Items from a dataset

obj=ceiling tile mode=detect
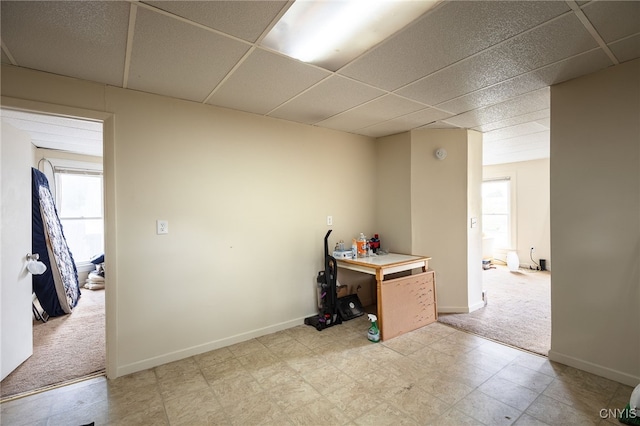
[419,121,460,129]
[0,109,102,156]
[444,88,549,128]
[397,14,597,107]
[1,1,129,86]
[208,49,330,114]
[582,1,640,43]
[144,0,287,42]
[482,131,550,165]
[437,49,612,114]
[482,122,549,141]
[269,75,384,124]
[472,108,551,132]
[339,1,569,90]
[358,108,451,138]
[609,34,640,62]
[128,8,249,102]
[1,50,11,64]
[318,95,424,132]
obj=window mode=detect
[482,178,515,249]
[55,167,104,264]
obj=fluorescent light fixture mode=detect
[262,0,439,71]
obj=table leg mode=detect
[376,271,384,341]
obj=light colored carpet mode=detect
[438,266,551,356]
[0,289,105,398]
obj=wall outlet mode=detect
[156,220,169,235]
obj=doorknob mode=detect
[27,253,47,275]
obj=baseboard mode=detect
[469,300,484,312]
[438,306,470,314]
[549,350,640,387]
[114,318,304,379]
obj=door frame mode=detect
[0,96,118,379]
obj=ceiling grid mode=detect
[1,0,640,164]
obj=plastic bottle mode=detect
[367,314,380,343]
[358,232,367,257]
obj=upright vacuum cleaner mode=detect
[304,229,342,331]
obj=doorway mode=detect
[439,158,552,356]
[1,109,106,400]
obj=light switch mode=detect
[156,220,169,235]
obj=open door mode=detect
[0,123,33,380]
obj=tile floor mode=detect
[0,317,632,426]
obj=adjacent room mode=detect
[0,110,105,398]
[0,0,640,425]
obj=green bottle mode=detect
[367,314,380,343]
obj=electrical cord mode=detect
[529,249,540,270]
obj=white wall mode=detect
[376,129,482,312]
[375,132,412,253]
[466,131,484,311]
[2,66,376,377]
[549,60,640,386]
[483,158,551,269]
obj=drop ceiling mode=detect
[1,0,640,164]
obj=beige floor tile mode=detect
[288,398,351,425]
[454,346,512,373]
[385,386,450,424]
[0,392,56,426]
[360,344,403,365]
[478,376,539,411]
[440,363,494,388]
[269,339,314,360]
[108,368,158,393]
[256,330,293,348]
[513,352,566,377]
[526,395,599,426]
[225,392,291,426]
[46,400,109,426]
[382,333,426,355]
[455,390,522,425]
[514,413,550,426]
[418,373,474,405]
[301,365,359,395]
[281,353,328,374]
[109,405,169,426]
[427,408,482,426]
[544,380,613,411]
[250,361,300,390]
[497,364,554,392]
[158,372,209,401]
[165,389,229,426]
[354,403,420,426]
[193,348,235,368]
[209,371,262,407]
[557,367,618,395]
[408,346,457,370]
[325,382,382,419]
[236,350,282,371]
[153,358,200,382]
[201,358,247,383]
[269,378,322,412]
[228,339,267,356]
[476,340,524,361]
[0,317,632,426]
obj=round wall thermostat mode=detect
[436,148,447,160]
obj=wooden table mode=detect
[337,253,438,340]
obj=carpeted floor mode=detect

...

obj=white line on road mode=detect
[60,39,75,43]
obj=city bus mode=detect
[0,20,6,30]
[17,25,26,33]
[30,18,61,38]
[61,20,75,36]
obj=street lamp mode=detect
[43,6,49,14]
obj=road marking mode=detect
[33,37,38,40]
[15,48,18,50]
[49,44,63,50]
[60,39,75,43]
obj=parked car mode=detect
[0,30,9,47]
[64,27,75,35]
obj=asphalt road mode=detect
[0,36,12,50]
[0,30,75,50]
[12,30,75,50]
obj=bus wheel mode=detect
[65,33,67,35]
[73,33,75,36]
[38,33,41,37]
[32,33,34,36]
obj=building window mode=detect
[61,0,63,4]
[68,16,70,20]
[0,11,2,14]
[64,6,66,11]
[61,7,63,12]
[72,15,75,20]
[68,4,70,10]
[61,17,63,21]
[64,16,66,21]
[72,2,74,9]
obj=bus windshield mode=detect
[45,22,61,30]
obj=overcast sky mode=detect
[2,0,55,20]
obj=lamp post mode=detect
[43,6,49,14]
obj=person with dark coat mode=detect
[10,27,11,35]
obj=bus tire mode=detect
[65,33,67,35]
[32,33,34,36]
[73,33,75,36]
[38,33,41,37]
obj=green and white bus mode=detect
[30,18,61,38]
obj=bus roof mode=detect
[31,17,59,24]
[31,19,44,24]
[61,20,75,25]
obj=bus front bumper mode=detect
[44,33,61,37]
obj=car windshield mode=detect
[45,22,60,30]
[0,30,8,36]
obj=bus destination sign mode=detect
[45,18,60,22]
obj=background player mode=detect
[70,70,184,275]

---

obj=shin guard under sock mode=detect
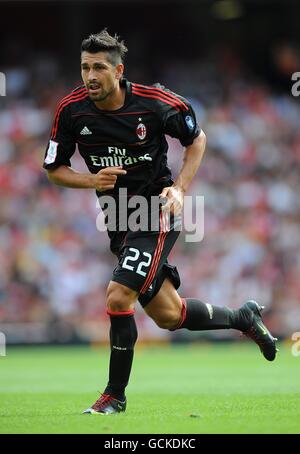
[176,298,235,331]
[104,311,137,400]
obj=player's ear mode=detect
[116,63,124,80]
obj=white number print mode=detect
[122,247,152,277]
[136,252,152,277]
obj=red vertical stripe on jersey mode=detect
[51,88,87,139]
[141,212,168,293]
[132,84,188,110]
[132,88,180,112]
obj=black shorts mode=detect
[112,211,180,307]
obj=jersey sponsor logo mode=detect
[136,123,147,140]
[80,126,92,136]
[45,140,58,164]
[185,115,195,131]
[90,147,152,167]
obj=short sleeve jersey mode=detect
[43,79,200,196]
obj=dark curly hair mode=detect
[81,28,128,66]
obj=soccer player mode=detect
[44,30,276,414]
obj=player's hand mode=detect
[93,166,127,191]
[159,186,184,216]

* Written request *
Tally the lines of the material that contain the string "tile" and give only that number.

* Solution for this task *
3